■ Work task ■
Both ends included, restate word for word the lines from the first line of the listing through the line containing "box: [79, 178, 111, 201]". Leave the pictures out.

■ Available records ■

--- START ---

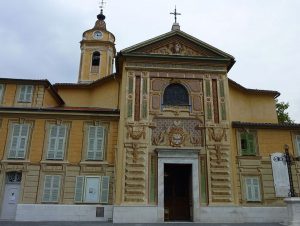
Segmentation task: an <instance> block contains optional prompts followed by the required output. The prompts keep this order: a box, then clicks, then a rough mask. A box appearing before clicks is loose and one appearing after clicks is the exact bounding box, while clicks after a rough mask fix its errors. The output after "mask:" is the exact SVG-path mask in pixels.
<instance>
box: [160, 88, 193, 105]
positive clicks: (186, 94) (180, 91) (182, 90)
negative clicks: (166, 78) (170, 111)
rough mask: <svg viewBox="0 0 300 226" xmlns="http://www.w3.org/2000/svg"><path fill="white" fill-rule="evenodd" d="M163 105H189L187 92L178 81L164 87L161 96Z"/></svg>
mask: <svg viewBox="0 0 300 226" xmlns="http://www.w3.org/2000/svg"><path fill="white" fill-rule="evenodd" d="M163 105H171V106H180V105H181V106H186V105H189V94H188V91H187V90H186V88H185V87H184V86H183V85H181V84H178V83H173V84H170V85H168V86H167V87H166V89H165V92H164V96H163Z"/></svg>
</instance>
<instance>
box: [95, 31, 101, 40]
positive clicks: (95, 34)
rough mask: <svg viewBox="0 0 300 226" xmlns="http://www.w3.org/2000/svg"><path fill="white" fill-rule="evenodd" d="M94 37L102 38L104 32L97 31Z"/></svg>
mask: <svg viewBox="0 0 300 226" xmlns="http://www.w3.org/2000/svg"><path fill="white" fill-rule="evenodd" d="M93 37H94V39H97V40H99V39H102V37H103V34H102V32H101V31H95V32H94V34H93Z"/></svg>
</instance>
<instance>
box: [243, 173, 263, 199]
mask: <svg viewBox="0 0 300 226" xmlns="http://www.w3.org/2000/svg"><path fill="white" fill-rule="evenodd" d="M247 180H251V184H250V189H249V186H248V184H247ZM254 180H256V182H257V185H254V184H253V182H254ZM243 183H244V190H245V200H246V201H247V202H261V200H262V197H261V190H260V189H261V184H260V178H259V176H245V177H244V180H243ZM255 189H256V191H255ZM249 190H250V191H249ZM249 192H251V196H250V194H249ZM256 193H257V197H256V196H255V194H256ZM250 197H252V198H250Z"/></svg>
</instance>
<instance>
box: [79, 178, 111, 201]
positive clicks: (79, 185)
mask: <svg viewBox="0 0 300 226" xmlns="http://www.w3.org/2000/svg"><path fill="white" fill-rule="evenodd" d="M87 178H98V179H99V200H98V201H97V202H93V203H103V204H107V203H108V201H109V189H110V187H109V183H110V177H109V176H77V177H76V182H75V192H74V202H75V203H91V202H87V201H86V200H85V199H86V197H85V193H86V191H85V189H86V185H87ZM79 180H81V181H80V182H78V181H79ZM77 183H80V184H79V185H78V184H77ZM105 185H106V186H105ZM104 192H107V193H106V194H105V195H104Z"/></svg>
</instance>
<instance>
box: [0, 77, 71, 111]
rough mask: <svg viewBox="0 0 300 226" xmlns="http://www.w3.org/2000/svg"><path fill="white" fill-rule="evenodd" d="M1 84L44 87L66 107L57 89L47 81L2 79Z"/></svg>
mask: <svg viewBox="0 0 300 226" xmlns="http://www.w3.org/2000/svg"><path fill="white" fill-rule="evenodd" d="M0 83H8V84H28V85H32V84H33V85H36V84H38V85H43V86H45V87H46V88H48V89H49V91H50V93H51V94H52V96H53V97H54V98H55V99H56V100H57V101H58V103H59V104H60V105H64V104H65V102H64V100H63V99H62V98H61V97H60V96H59V94H58V93H57V92H56V89H54V87H53V86H52V84H51V83H50V82H49V81H48V80H47V79H16V78H0Z"/></svg>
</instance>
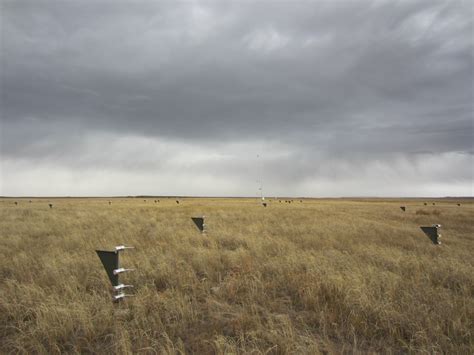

--- END ---

■ Expected answer ■
Segmentation task: an <instance> block contains optional prompts followed by the required output. The prompts keep this order: a box, then clicks, then a rough mask. A box appearing before clicks is loose and one appearing after clicks is the exact bounding box, while clicks after a rough mask fix its errors. The output after "mask:" is the exact SVG-path mask in pixels.
<instance>
box: [160, 88, 193, 105]
positive clicks: (186, 94) (180, 91) (182, 90)
negative clicks: (166, 78) (170, 111)
rough mask: <svg viewBox="0 0 300 226" xmlns="http://www.w3.org/2000/svg"><path fill="white" fill-rule="evenodd" d="M163 105H189L187 92L178 81L164 87L161 96Z"/></svg>
mask: <svg viewBox="0 0 300 226" xmlns="http://www.w3.org/2000/svg"><path fill="white" fill-rule="evenodd" d="M163 105H171V106H180V105H181V106H186V105H189V94H188V91H187V90H186V88H185V87H184V86H183V85H181V84H178V83H173V84H170V85H168V86H167V87H166V89H165V92H164V96H163Z"/></svg>
</instance>
<instance>
box: [95, 31, 101, 40]
positive clicks: (95, 34)
rough mask: <svg viewBox="0 0 300 226" xmlns="http://www.w3.org/2000/svg"><path fill="white" fill-rule="evenodd" d="M94 37L102 38L104 32L97 31Z"/></svg>
mask: <svg viewBox="0 0 300 226" xmlns="http://www.w3.org/2000/svg"><path fill="white" fill-rule="evenodd" d="M93 37H94V39H97V40H99V39H102V37H103V34H102V32H101V31H95V32H94V34H93Z"/></svg>
</instance>
<instance>
box: [243, 173, 263, 199]
mask: <svg viewBox="0 0 300 226" xmlns="http://www.w3.org/2000/svg"><path fill="white" fill-rule="evenodd" d="M247 180H251V184H250V189H249V186H248V184H247ZM254 180H256V182H257V185H254V184H253V182H254ZM243 183H244V190H245V200H246V201H247V202H261V200H262V197H261V190H260V189H261V184H260V178H259V176H245V177H244V180H243ZM255 189H256V191H255ZM249 190H250V191H249ZM249 192H251V196H250V194H249ZM256 193H257V197H256V196H255V194H256ZM250 197H252V198H250Z"/></svg>
</instance>
<instance>
box: [79, 178, 111, 201]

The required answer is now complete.